> _DOCUMENT EXCERPT_
Before we adopted Rule 702, we recognized the Frye test and set out our version of it in Syllabus Points 7 and 8 of State v. Clawson, 165 W.Va. 588, 270 S.E.2d 659 (1980):

“7. In order for a scientific test to be initially admissible, there must be general acceptance of the scientific principle which underlies the test.
[44]*44“8. There are certain scientific tests that have been widely used over a long period of time, such that their general acceptance in the scientific community can be judicially noticed.”

> _RECORD SET_
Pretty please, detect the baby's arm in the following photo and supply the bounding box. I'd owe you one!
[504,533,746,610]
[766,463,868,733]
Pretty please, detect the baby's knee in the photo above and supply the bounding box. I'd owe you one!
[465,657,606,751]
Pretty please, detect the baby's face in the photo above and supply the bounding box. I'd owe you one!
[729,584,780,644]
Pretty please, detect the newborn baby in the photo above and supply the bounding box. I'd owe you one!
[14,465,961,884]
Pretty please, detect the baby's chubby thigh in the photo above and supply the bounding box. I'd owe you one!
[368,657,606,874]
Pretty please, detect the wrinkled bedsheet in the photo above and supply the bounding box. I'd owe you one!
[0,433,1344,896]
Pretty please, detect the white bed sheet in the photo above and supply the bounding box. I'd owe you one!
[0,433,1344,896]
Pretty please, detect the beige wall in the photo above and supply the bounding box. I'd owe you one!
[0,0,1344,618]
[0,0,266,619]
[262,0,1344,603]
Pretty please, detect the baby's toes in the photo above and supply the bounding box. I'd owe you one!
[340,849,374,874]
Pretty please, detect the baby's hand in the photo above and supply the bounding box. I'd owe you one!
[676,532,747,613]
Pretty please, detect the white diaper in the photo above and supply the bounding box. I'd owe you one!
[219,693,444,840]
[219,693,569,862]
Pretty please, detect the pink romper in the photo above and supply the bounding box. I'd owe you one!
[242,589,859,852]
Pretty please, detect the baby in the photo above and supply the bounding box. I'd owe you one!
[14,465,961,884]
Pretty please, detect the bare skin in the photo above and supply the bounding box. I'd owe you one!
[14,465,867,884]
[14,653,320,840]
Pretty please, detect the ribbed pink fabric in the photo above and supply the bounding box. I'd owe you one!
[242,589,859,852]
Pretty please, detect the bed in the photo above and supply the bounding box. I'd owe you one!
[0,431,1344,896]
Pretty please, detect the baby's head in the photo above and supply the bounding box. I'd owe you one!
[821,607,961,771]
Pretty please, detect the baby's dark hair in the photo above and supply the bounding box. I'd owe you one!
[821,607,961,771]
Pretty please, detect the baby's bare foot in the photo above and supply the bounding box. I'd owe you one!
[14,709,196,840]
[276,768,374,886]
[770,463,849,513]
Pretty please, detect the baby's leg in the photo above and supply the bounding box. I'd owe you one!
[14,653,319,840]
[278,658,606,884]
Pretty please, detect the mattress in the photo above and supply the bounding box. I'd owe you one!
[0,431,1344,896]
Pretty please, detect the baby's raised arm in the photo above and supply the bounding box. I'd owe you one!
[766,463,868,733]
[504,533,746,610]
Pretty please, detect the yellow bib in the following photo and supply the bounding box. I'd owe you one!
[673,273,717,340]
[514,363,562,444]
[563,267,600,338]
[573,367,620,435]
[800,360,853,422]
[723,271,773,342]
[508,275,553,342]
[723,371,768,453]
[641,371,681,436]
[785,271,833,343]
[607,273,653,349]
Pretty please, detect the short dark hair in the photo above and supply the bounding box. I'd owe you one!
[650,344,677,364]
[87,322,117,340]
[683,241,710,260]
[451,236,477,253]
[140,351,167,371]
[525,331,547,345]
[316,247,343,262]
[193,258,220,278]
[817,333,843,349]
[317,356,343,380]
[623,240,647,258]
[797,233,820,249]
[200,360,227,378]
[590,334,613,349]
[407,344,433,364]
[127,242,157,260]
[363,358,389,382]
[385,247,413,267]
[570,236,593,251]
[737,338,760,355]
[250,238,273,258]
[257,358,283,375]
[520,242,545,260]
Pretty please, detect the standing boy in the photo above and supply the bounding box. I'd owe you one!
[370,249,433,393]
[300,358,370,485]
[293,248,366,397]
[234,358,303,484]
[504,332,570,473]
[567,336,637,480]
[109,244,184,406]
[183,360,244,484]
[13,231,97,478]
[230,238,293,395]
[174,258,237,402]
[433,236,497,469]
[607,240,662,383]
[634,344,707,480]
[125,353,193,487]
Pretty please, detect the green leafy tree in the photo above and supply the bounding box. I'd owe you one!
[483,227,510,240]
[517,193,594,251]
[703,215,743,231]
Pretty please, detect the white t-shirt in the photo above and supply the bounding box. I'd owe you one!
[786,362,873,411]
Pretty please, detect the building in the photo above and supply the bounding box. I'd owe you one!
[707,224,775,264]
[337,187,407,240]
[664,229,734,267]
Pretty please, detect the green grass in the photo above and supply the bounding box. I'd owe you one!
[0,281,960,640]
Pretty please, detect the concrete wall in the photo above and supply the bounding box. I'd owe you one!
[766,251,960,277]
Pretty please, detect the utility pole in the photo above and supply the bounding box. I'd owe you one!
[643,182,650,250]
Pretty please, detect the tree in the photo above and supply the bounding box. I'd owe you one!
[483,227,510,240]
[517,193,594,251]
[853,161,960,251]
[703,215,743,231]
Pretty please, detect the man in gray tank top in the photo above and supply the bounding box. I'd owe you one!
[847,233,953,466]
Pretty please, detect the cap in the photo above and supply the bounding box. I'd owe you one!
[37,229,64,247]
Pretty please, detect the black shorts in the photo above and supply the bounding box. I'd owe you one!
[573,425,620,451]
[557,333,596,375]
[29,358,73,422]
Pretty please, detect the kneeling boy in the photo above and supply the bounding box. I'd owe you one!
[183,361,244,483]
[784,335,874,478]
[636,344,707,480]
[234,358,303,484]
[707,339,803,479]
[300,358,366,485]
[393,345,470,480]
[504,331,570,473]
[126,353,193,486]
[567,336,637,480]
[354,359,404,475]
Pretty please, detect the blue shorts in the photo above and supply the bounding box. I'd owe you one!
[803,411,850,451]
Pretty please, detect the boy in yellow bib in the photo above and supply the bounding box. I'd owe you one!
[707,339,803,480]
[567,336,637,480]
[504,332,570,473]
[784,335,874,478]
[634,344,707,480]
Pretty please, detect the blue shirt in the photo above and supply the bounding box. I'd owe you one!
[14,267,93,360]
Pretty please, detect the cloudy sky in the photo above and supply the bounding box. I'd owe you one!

> _EXERCISE_
Please reproduce the part of the Frye test excerpt that opens with the words containing "Before we adopted" and closes with "underlies the test.".

> _TASK RESULT_
Before we adopted Rule 702, we recognized the Frye test and set out our version of it in Syllabus Points 7 and 8 of State v. Clawson, 165 W.Va. 588, 270 S.E.2d 659 (1980):

“7. In order for a scientific test to be initially admissible, there must be general acceptance of the scientific principle which underlies the test.